### Given records:
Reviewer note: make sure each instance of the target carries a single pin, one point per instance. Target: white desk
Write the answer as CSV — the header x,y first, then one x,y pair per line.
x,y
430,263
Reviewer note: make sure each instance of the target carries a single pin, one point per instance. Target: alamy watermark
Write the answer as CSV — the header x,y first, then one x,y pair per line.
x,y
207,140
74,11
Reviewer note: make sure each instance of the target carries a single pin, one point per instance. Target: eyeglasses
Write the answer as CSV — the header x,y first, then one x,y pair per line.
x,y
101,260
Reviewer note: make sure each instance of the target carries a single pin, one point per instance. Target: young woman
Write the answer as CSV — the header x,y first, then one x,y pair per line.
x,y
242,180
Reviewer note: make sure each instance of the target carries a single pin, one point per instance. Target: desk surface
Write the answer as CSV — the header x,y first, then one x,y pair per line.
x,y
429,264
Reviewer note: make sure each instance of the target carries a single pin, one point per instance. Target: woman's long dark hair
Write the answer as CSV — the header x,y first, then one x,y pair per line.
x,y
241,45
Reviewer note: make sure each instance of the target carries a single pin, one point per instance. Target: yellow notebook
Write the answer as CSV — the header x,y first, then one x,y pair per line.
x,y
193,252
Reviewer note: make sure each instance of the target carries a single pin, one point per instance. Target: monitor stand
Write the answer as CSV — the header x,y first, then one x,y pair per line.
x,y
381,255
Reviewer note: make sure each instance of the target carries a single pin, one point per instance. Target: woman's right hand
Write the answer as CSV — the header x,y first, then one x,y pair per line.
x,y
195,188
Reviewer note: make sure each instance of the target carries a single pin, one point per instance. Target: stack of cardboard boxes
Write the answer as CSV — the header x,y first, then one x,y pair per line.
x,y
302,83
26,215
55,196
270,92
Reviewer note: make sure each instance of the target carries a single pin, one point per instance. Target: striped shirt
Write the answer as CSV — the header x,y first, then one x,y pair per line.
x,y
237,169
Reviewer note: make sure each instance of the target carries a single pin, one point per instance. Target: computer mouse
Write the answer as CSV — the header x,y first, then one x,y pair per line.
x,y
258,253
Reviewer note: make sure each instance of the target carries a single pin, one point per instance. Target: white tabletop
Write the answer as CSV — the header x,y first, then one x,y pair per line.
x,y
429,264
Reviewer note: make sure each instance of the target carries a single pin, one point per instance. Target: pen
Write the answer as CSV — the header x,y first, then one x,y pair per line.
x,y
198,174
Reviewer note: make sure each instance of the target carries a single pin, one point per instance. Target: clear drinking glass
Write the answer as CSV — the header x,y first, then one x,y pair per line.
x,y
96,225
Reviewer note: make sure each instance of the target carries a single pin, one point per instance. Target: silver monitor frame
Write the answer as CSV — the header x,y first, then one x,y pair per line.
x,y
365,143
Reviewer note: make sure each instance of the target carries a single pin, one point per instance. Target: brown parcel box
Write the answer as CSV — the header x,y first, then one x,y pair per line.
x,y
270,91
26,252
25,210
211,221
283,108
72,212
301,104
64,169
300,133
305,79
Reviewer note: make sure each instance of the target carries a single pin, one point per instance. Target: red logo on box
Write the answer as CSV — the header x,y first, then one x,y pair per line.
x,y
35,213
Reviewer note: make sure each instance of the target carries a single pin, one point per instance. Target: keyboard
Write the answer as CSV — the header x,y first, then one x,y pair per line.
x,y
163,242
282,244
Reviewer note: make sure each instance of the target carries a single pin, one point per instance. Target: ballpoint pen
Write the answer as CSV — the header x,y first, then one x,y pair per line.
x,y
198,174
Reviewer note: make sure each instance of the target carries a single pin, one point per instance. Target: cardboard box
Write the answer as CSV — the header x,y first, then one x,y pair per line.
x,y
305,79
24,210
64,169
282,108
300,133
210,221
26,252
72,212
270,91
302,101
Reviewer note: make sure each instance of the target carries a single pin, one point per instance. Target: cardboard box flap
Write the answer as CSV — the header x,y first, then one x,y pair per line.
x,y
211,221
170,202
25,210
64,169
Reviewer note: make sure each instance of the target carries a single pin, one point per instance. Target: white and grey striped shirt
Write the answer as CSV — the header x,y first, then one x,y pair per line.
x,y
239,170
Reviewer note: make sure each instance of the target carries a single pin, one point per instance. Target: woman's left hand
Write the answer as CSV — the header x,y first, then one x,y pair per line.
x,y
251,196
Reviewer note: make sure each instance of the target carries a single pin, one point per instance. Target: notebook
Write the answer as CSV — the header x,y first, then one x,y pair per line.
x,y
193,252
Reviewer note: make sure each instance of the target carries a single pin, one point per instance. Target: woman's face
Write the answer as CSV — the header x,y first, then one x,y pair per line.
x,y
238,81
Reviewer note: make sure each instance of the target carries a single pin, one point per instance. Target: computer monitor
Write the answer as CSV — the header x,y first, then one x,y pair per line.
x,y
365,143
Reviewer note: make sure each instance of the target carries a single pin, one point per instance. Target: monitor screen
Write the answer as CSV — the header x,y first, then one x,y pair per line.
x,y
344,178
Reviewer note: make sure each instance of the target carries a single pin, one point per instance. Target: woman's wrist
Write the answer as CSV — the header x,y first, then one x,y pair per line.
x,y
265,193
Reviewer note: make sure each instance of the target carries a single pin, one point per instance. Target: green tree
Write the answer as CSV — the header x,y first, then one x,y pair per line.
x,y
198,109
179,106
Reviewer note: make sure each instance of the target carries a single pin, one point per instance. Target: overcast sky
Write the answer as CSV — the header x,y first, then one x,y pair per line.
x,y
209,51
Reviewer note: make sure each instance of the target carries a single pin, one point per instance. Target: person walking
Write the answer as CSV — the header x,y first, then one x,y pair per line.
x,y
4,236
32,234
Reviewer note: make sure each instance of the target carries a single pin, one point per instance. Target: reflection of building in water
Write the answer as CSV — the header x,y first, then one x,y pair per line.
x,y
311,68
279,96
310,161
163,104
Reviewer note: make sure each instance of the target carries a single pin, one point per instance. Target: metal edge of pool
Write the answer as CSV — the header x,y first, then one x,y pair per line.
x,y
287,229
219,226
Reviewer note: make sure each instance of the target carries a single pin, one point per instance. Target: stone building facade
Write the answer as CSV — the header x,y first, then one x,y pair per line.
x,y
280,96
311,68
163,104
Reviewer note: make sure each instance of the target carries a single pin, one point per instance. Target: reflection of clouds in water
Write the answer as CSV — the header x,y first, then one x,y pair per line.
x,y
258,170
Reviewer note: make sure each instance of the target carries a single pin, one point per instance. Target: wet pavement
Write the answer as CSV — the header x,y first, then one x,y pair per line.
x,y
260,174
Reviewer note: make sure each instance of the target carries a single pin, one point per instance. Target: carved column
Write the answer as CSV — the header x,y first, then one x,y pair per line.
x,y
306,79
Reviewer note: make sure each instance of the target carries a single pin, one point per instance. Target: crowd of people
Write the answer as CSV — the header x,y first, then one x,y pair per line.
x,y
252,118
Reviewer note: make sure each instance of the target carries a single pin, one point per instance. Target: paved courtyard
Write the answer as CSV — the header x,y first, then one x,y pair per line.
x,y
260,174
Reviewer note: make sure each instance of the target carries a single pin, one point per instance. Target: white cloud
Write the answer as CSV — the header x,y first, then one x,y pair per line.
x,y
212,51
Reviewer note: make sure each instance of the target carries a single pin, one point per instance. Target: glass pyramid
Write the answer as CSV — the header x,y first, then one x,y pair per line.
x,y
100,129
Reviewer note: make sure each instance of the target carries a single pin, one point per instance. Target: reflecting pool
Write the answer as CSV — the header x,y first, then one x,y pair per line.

### Problem:
Rewrite all of these lines, swapping every "Reviewer note" for "Annotator note" and leaving everything else unchanged.

### Task result:
Annotator note: make sure each instance of the target carries a single pin, one point per instance. Target: white desk
Write the answer as CSV — the header x,y first, then one x,y pair per line.
x,y
430,263
Annotator note: make sure each instance of the target carries a single pin, one point per instance. Target: alamy watermark
Write the answer as CSV — the header x,y first, then one x,y pair per line.
x,y
207,140
74,11
Annotator note: make sure each instance of the target carries a single pin, one point per instance. Target: eyeglasses
Write the answer as CSV — the header x,y first, then one x,y pair per line.
x,y
101,260
Annotator note: make sure each instance of the target carries a single pin, one point per instance. Target: young woman
Write the answer as CSV — the header x,y first, then one x,y pair per line.
x,y
242,180
Annotator note: make sure each instance of the target carries a single pin, one point per instance. Target: desk surface
Write the answer as CSV — the header x,y first, then one x,y pair per line.
x,y
429,264
Annotator note: make sure each instance of the target carries a single pin, one point per instance. Target: woman's long dark hair
Write the answer as CSV — the header x,y first, then one x,y pair per line.
x,y
241,45
Annotator note: make sure each instance of the target carries a single pin, one point per instance. Target: yellow notebook
Write the answer as CSV — the header x,y first, then one x,y pair per line.
x,y
193,252
Annotator note: make sure each instance of the target carries a single pin, one point per instance. Target: monitor stand
Write the answer as CSV — the header x,y first, then one x,y pair per line.
x,y
381,255
Annotator note: make sure each instance of the target carries a single pin, one point per instance. Target: woman's right hand
Write the answer as CSV — the header x,y first, then one x,y pair per line.
x,y
195,188
Annotator note: make sure each instance of the target carries a single pin, one point per instance. Target: stack of cardboard boxes
Write the answer as CSV — the header x,y first, then one x,y pair per line.
x,y
302,83
26,215
55,196
270,92
Annotator note: make sure each instance of the target carries a single pin, one point per instance. Target: striped shirt
Write the answer as CSV — the header x,y first, then one x,y pair per line.
x,y
237,169
Annotator note: make sure each instance of the target carries a single pin, one point per instance. Target: computer mouse
Write the answer as CSV — the header x,y first, then one x,y pair per line.
x,y
258,253
Annotator note: make sure each instance of the target carries a single pin, one point per instance. Target: white tabletop
Write the answer as CSV — the header x,y first, then one x,y pair per line.
x,y
429,264
Annotator note: make sure each instance of the target carries a single pin, one point per instance. Target: pen
Write the answer as CSV — the header x,y first, then one x,y pair per line.
x,y
198,174
Annotator note: make sure each instance of the target carries a single pin, one point per instance. Target: clear drinking glass
Write the answer as CSV — the header x,y first, then one x,y pair per line.
x,y
96,225
Annotator note: make sure each instance of the target carries a single pin, one point per instance. Target: silver monitor frame
Write the answer as CSV — the header x,y first, then one x,y pair per line.
x,y
365,143
Annotator note: make sure each instance of the target carries a single pin, one point per instance. Target: brown parcel box
Write the answer as CSV — the header x,y first, then one x,y pair per line.
x,y
270,91
26,252
25,210
211,221
283,108
72,212
301,104
64,169
300,133
305,79
Annotator note: make sure each instance of the target carries a single pin, one point per instance. Target: red logo on box
Write the answer as CSV — the header x,y first, then one x,y pair per line.
x,y
35,213
Annotator note: make sure each instance of the target carries a single pin, one point per instance. Target: keyboard
Write the answer as CSV — the header x,y first, then one x,y pair per line.
x,y
163,242
282,244
Annotator note: make sure each instance of the target carries a single pin, one point per instance. Target: ballpoint pen
Write the answer as CSV — the header x,y first, then one x,y pair per line.
x,y
198,174
Annotator note: make sure each instance of the target carries a single pin, one point per instance. Target: cardboard box
Write the answer as CSV — the header x,y first, then one x,y pair per line.
x,y
305,79
24,210
64,169
282,108
300,133
210,221
26,252
72,212
270,91
302,101
Annotator note: make sure each instance of the target carries a single pin, one point per instance. Target: cardboard box flap
Write the answer as CSV — the header x,y first, then one x,y pair per line.
x,y
211,221
170,202
25,210
64,169
Annotator note: make sure each instance of the target carries a single pin, one point per instance. Target: white and grey striped shirt
Write the answer as CSV — the header x,y first, then one x,y pair per line.
x,y
239,170
Annotator note: make sure each instance of the target carries a single pin, one point per instance. Target: woman's left hand
Write the answer as CSV — the header x,y first, then one x,y pair per line.
x,y
251,196
Annotator note: make sure each instance of the target carries a single pin, one point per instance. Target: notebook
Write the answer as CSV — the header x,y first, then one x,y pair per line.
x,y
193,252
Annotator note: make sure each instance of the target carries a single pin, one point per instance. Target: woman's face
Write the answer as CSV — the header x,y first, then one x,y pair per line.
x,y
238,81
Annotator note: make sure each instance of the target carries a single pin, one point per instance. Target: computer monitor
Write the answer as CSV — the header x,y first, then one x,y pair per line.
x,y
365,143
Annotator note: make sure each instance of the target carries a single pin, one point per instance. Target: monitor screen
Write the answer as CSV — the header x,y first, then one x,y pair per line.
x,y
344,178
Annotator note: make sure each instance of the target carries a single pin, one point per instance. Target: woman's wrist
Write the answer as CSV — the header x,y first, then one x,y pair per line.
x,y
265,193
Annotator note: make sure each instance of the target carries a single pin, one point per instance. Target: green tree
Write the answer as CSV — the header x,y first, then one x,y pair per line.
x,y
198,109
179,106
Annotator note: make sure each instance of the target carries a single pin, one point per instance. Target: overcast sky
Write the answer as CSV — the header x,y first, then one x,y pair per line.
x,y
209,51
Annotator note: make sure each instance of the target carries a single pin, one point per instance. Target: person walking
Write the answer as CSV — the header x,y first, then one x,y pair per line.
x,y
4,236
32,234
Annotator note: make sure each instance of the target carries a single pin, one point per instance. Target: reflection of building in water
Write the answer as CSV — the header x,y first, then one x,y pair per line.
x,y
311,68
279,96
310,161
163,104
Annotator note: make sure each instance of the target carries a single pin, one point per instance. Target: metal edge of pool
Write the answer as CSV — the header x,y first, then one x,y pair per line.
x,y
287,229
219,226
Annotator note: make sure each instance of the target carries a single pin, one point per instance. Target: stone building facade
Write the answer as CSV — the header x,y first, then one x,y pair per line.
x,y
280,96
311,68
163,104
Annotator note: make sure each instance of the target carries a single pin, one point per instance. Target: reflection of clouds in water
Write the answer as CSV — the header x,y first, then one x,y pair per line.
x,y
258,170
Annotator note: make sure each instance of the target carries a single pin, one point per instance. Target: wet pavement
Write the answer as CSV — the header x,y first, then one x,y pair per line.
x,y
260,174
Annotator note: make sure each instance of the target carries a single pin, one point per instance. Target: carved column
Write the answer as CSV — the header x,y first, then one x,y pair per line.
x,y
306,79
Annotator note: make sure each instance of the target carries a single pin, one point per instance. Target: crowd of people
Write the answer as CSV — the header x,y first, then one x,y pair per line.
x,y
252,118
Annotator note: make sure each instance of the target carries a single pin, one point per instance. Target: paved courtyard
Write the answer as CSV — the header x,y first, then one x,y pair per line.
x,y
260,174
Annotator note: make sure each instance of the target carries a single pin, one point per instance. Target: white cloud
Write the answer as CSV — the header x,y first, then one x,y pair per line.
x,y
212,51
Annotator note: make sure each instance of the target carries a single pin, one point per instance. Target: glass pyramid
Write the answer as CSV — the header x,y first, then one x,y pair per line.
x,y
100,129
Annotator note: make sure each instance of the target carries a single pin, one point per instance. Target: reflecting pool
Write the answer as CSV — the header x,y first, then one x,y pair per line.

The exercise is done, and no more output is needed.